Data items:
━━━

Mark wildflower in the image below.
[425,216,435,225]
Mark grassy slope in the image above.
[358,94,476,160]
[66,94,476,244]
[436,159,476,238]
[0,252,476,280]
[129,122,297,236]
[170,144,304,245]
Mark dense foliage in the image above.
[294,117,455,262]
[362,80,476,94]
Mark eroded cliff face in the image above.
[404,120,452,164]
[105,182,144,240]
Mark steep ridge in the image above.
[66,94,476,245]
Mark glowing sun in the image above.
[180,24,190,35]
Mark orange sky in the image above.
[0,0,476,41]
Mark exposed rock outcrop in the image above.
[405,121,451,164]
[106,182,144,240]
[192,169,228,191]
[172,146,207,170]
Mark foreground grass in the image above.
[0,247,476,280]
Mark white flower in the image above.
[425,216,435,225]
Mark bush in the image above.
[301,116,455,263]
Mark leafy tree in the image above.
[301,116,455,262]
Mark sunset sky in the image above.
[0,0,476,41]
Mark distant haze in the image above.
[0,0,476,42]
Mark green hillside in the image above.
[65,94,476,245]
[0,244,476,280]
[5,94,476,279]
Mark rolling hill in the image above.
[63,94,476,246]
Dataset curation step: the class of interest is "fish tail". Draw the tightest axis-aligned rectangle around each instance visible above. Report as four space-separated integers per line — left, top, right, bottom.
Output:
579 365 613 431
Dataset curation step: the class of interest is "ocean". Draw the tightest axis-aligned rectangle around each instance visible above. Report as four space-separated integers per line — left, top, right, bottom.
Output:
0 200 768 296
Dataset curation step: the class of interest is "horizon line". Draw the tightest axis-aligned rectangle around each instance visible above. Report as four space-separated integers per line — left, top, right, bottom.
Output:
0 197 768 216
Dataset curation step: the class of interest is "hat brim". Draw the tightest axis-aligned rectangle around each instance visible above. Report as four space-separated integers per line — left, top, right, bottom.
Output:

━━━

Description of the task: Please retype the lines from the one with "Mark steep ridge in the image above." to the one with "579 365 613 431", including both, without changing anything.

Response:
Mark steep ridge in the image above.
[66,94,476,245]
Mark glowing sun in the image above.
[180,24,190,35]
Mark orange sky in the image above.
[0,0,476,41]
Mark exposed rock outcrop in the image above.
[405,121,451,164]
[106,182,144,240]
[192,169,228,191]
[172,146,207,170]
Mark foreground grass in the image above.
[0,247,476,280]
Mark white flower in the image above.
[425,216,435,225]
Mark bush in the image above.
[301,116,455,263]
Mark leafy tree in the image above.
[301,116,455,262]
Mark sunset sky in the image above.
[0,0,476,41]
Mark distant haze in the image above.
[0,0,476,42]
Mark green hillside in the image above.
[65,94,476,245]
[0,244,476,280]
[5,94,476,279]
Mark rolling hill in the image above.
[63,94,476,246]
Dataset curation step: the class of interest is "fish tail". Draw the tightest axis-aligned rectangle around each instance visible above. Report as four space-separated integers per line — left, top, right, bottom.
Output:
579 365 613 431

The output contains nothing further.